* _What this task involves_: Say how many lines in the material below contain the word "positive", giving the number alone.

* _Information given_:
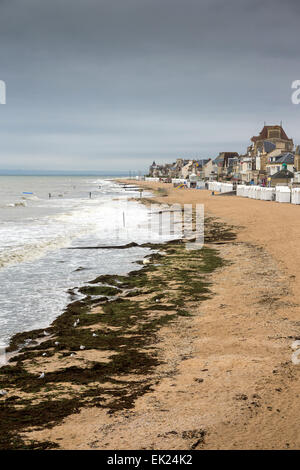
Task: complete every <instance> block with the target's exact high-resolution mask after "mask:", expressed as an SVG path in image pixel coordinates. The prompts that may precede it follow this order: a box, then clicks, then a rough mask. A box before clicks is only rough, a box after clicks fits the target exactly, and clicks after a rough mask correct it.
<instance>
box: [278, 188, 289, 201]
mask: <svg viewBox="0 0 300 470" xmlns="http://www.w3.org/2000/svg"><path fill="white" fill-rule="evenodd" d="M276 202H291V191H290V188H289V187H288V186H276Z"/></svg>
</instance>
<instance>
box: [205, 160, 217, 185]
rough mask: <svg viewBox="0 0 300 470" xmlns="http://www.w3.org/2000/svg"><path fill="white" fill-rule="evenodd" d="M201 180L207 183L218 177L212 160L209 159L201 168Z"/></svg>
mask: <svg viewBox="0 0 300 470" xmlns="http://www.w3.org/2000/svg"><path fill="white" fill-rule="evenodd" d="M202 172H203V179H204V180H207V181H214V180H216V179H217V176H218V167H217V164H216V163H215V161H214V160H212V159H211V158H209V159H208V160H207V162H206V163H204V165H203V166H202Z"/></svg>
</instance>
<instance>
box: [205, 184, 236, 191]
mask: <svg viewBox="0 0 300 470" xmlns="http://www.w3.org/2000/svg"><path fill="white" fill-rule="evenodd" d="M208 189H209V190H210V191H217V192H219V193H228V192H229V191H233V184H232V183H220V182H218V181H209V183H208Z"/></svg>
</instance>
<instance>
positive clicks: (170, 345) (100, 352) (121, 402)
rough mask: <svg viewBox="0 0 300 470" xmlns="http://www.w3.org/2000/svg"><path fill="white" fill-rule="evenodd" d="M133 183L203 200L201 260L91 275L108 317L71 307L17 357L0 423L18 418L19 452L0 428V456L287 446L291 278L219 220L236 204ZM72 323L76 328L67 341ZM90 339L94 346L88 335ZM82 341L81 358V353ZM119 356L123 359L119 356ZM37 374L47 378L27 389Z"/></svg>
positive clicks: (194, 256) (293, 414)
mask: <svg viewBox="0 0 300 470" xmlns="http://www.w3.org/2000/svg"><path fill="white" fill-rule="evenodd" d="M122 182H124V180H122ZM130 183H132V181H130ZM135 184H137V185H141V186H143V187H147V189H153V190H154V191H156V197H155V198H154V200H153V202H164V203H171V204H172V203H174V202H179V203H192V204H195V203H197V202H199V203H201V202H203V203H204V204H205V208H207V212H208V215H209V216H213V218H210V219H207V224H206V229H209V230H208V232H209V233H210V235H209V233H208V232H207V237H206V246H205V248H204V251H202V252H201V253H199V252H198V251H197V252H196V251H195V252H194V253H193V252H189V251H188V250H186V249H185V247H184V243H181V242H171V243H166V244H165V245H161V246H160V247H157V248H159V249H160V251H161V252H160V254H159V253H158V254H156V253H154V254H152V255H150V257H149V261H150V263H149V265H146V266H143V267H142V269H141V270H140V271H136V272H134V274H131V275H129V276H104V277H103V276H100V277H101V279H98V283H97V281H95V287H99V286H100V287H101V285H103V282H105V284H106V285H110V287H111V288H115V289H119V290H120V291H121V293H120V295H121V296H122V295H124V294H125V296H127V297H123V298H122V300H121V299H120V301H119V303H118V301H117V302H116V303H115V304H114V303H113V305H115V306H117V307H118V310H117V311H116V310H110V311H109V312H108V311H105V309H104V310H103V306H106V307H105V308H107V306H109V308H110V307H111V305H110V304H109V303H107V300H106V299H98V300H96V301H95V302H94V300H95V299H94V300H92V298H90V299H89V298H88V297H86V298H85V300H83V301H81V303H80V304H78V303H76V302H74V303H73V304H70V306H69V307H68V308H67V310H66V312H65V313H64V314H63V315H61V316H60V317H59V318H58V319H57V320H55V322H53V325H54V328H56V330H55V331H53V332H54V333H55V334H54V335H53V336H51V339H49V340H48V344H45V342H43V344H41V345H39V346H38V347H37V348H36V350H33V351H31V352H28V351H27V352H23V354H24V355H23V357H22V358H21V359H19V360H18V362H16V363H14V364H11V365H10V366H9V367H10V368H11V369H10V370H7V373H10V374H11V373H12V372H13V369H14V372H15V375H14V376H13V379H12V382H11V385H12V387H11V388H12V390H9V393H8V394H7V396H5V397H2V398H1V402H2V403H3V402H4V400H5V401H6V407H3V410H4V411H3V410H2V416H1V421H2V422H3V420H5V419H6V420H8V421H7V422H8V423H10V424H11V423H12V421H11V416H13V420H15V418H16V415H15V414H14V413H15V412H16V405H17V407H18V409H19V410H20V408H21V409H22V407H23V412H22V411H21V414H20V415H17V416H19V419H20V421H21V423H22V426H21V432H19V433H17V437H18V439H19V441H18V440H17V439H16V436H15V437H14V433H15V432H16V430H15V428H14V427H13V426H12V427H11V435H10V437H11V438H12V440H10V441H9V440H8V439H7V438H6V439H7V440H6V442H5V441H4V442H2V447H4V448H5V446H10V448H14V447H17V446H20V447H21V448H22V446H23V448H50V449H52V448H56V447H58V448H62V449H72V448H76V449H202V448H203V449H227V448H228V449H236V448H241V449H247V448H249V449H250V448H251V449H267V448H269V449H272V448H280V449H283V448H298V447H299V444H300V443H299V438H298V436H297V426H298V418H297V412H296V411H297V395H298V393H299V385H298V377H299V370H298V369H297V367H296V366H294V365H293V364H292V363H291V360H290V355H291V350H290V343H291V342H292V341H293V339H296V338H297V335H298V334H299V333H300V332H299V329H300V326H299V325H298V322H297V309H298V308H299V307H298V304H297V299H296V297H295V295H294V289H295V284H296V282H297V279H295V278H292V277H291V276H292V274H290V273H289V271H288V269H290V267H289V268H288V267H287V266H285V265H284V263H283V260H281V259H280V256H278V257H276V258H275V257H274V256H273V255H272V254H271V253H270V252H269V251H267V250H266V247H265V246H264V244H263V243H260V242H259V240H258V239H257V240H256V239H255V237H254V235H253V234H252V231H251V227H250V230H249V226H247V225H246V223H248V222H247V220H246V219H245V215H244V212H242V216H241V211H240V212H238V209H236V211H235V212H234V210H233V208H232V205H233V206H237V201H236V198H235V201H234V199H233V198H232V197H230V198H228V197H222V198H218V197H215V198H213V197H211V195H210V194H209V192H208V191H203V192H202V191H199V190H198V191H197V190H181V191H180V190H177V191H176V190H174V189H173V188H172V187H171V186H170V185H166V184H153V183H152V184H147V183H141V182H136V181H135ZM162 189H163V190H164V191H162ZM158 190H159V191H158ZM157 191H158V192H157ZM157 194H159V195H157ZM228 199H229V200H230V201H234V202H233V203H230V202H229V201H228ZM140 201H141V202H146V203H149V201H148V202H147V201H143V198H141V200H140ZM249 202H253V201H247V202H246V205H247V204H248V203H249ZM259 202H261V201H259ZM267 204H268V203H267ZM271 204H272V203H271ZM220 206H221V207H220ZM222 206H223V207H222ZM277 207H278V206H277ZM222 209H223V210H222ZM226 211H227V212H226ZM261 211H262V212H263V211H265V209H264V208H262V209H261ZM220 212H222V214H223V217H222V218H221V220H220V217H219V216H220ZM216 217H217V218H218V220H216ZM249 217H250V218H251V213H250V215H249ZM238 220H239V222H238ZM223 221H225V222H226V223H227V225H226V223H225V222H223ZM241 225H243V227H241ZM232 226H234V230H233V228H232ZM216 234H217V236H216ZM235 234H236V235H237V236H235ZM153 248H154V247H153ZM273 249H274V247H273ZM196 255H198V256H196ZM104 278H105V279H104ZM108 278H109V279H108ZM99 283H100V284H99ZM98 284H99V286H98ZM132 289H133V290H132ZM135 289H138V291H137V292H136V291H135ZM102 294H103V292H102ZM128 294H129V295H128ZM97 295H99V292H98V294H97ZM124 302H125V303H126V305H125V304H124ZM95 303H96V304H97V305H95ZM74 304H75V305H74ZM122 304H123V307H125V308H124V309H122ZM120 306H121V309H119V307H120ZM89 309H90V311H92V312H93V313H92V315H94V317H93V320H91V317H92V315H91V313H87V311H89ZM97 309H98V310H97ZM137 311H138V312H140V315H141V317H139V315H137ZM283 311H284V312H283ZM125 312H127V313H126V321H125V320H124V317H123V316H122V315H124V313H125ZM128 312H129V313H130V314H128ZM105 315H106V318H105V322H104V323H102V326H101V330H99V322H100V323H101V322H103V318H104V316H105ZM111 315H115V318H114V320H113V322H112V323H111ZM77 316H79V317H80V324H79V325H80V327H79V328H76V333H75V331H74V330H73V331H72V333H68V331H69V329H70V325H71V323H70V322H71V320H72V322H74V319H75V317H76V318H77ZM109 316H110V317H109ZM130 317H132V318H130ZM134 317H135V318H134ZM109 318H110V319H109ZM75 321H76V320H75ZM120 322H121V323H120ZM122 322H123V323H122ZM124 322H125V323H124ZM120 324H121V325H122V328H123V327H124V328H123V331H121V333H120V335H119V336H118V329H120ZM149 325H151V326H149ZM122 328H121V329H122ZM47 331H48V330H47ZM93 331H94V332H95V334H96V335H99V336H95V337H94V336H92V337H91V334H90V333H91V332H93ZM137 331H138V334H137ZM87 332H88V336H87ZM49 333H50V330H49ZM102 333H105V334H104V335H102ZM51 334H52V333H51ZM76 335H78V338H76V341H75V343H74V339H75V337H76ZM57 337H59V340H60V341H59V345H57V347H56V348H55V344H54V343H55V342H57ZM100 337H101V342H102V343H101V344H100V343H99V344H98V345H97V341H98V338H100ZM142 337H143V338H144V339H143V340H142V339H141V338H142ZM145 337H147V338H148V339H149V338H150V342H147V341H148V339H147V341H146V340H145ZM92 338H93V339H92ZM108 339H109V341H108ZM83 340H84V341H85V343H86V344H87V347H86V349H85V350H80V343H81V342H83ZM89 341H91V343H90V344H89ZM99 341H100V339H99ZM145 341H146V342H145ZM93 342H95V343H93ZM46 343H47V342H46ZM104 343H105V347H104ZM135 343H136V344H135ZM132 345H134V348H135V349H134V351H133V350H132V351H131V352H132V354H131V357H130V358H128V355H126V354H124V349H122V348H124V347H125V349H126V348H129V350H130V348H131V347H132ZM108 346H109V347H108ZM42 351H45V352H46V354H47V358H46V359H45V357H46V356H43V358H41V354H44V352H42ZM71 351H73V353H75V355H76V356H77V357H70V353H71V354H72V352H71ZM120 358H122V360H123V362H122V361H121V362H120ZM112 359H113V365H114V366H113V367H112V368H111V365H112ZM116 359H118V360H116ZM129 359H130V360H129ZM149 361H150V362H149ZM41 364H43V368H44V369H45V371H46V373H45V376H46V380H45V379H38V378H37V377H38V373H39V370H41ZM45 364H46V365H47V367H45ZM99 364H101V366H100V365H99ZM108 370H109V372H108ZM0 372H1V370H0ZM101 377H102V378H101ZM103 377H104V378H105V379H106V382H105V381H104V382H103ZM2 379H3V376H2V377H1V387H0V388H5V386H4V381H3V380H2ZM99 383H100V385H99ZM8 388H9V387H8ZM14 388H15V391H16V390H17V391H18V393H15V392H14V391H13V390H14ZM33 394H34V395H35V397H34V399H33ZM16 395H17V398H16ZM71 397H72V398H71ZM112 397H114V398H113V399H112ZM62 399H63V400H64V403H62ZM20 400H21V401H20ZM79 400H80V406H79V405H78V401H79ZM47 401H48V402H49V404H50V405H49V406H48V408H47V404H46V403H47ZM58 404H59V405H64V411H63V407H62V406H57V405H58ZM51 405H53V406H52V407H51ZM44 409H46V414H45V410H44ZM43 410H44V411H43ZM30 412H32V414H31V416H30ZM26 413H27V415H28V416H25V418H27V419H24V415H26ZM43 413H44V415H43ZM47 413H48V414H47ZM40 415H41V416H40ZM39 416H40V418H39ZM21 418H22V419H21ZM4 429H5V426H4ZM137 430H138V432H137Z"/></svg>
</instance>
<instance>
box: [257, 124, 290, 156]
mask: <svg viewBox="0 0 300 470" xmlns="http://www.w3.org/2000/svg"><path fill="white" fill-rule="evenodd" d="M266 141H267V142H268V143H271V144H273V145H275V148H281V149H282V150H285V151H292V150H293V147H294V143H293V139H289V138H288V136H287V135H286V133H285V131H284V130H283V128H282V125H280V126H278V125H275V126H266V125H265V126H264V127H263V128H262V130H261V131H260V133H259V135H256V136H253V137H251V142H252V143H253V144H252V152H253V155H252V156H255V157H256V156H257V152H258V151H260V152H261V151H262V148H263V145H264V143H265V142H266ZM268 145H269V144H268ZM273 150H274V148H273Z"/></svg>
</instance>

* _Solution to this task_: 2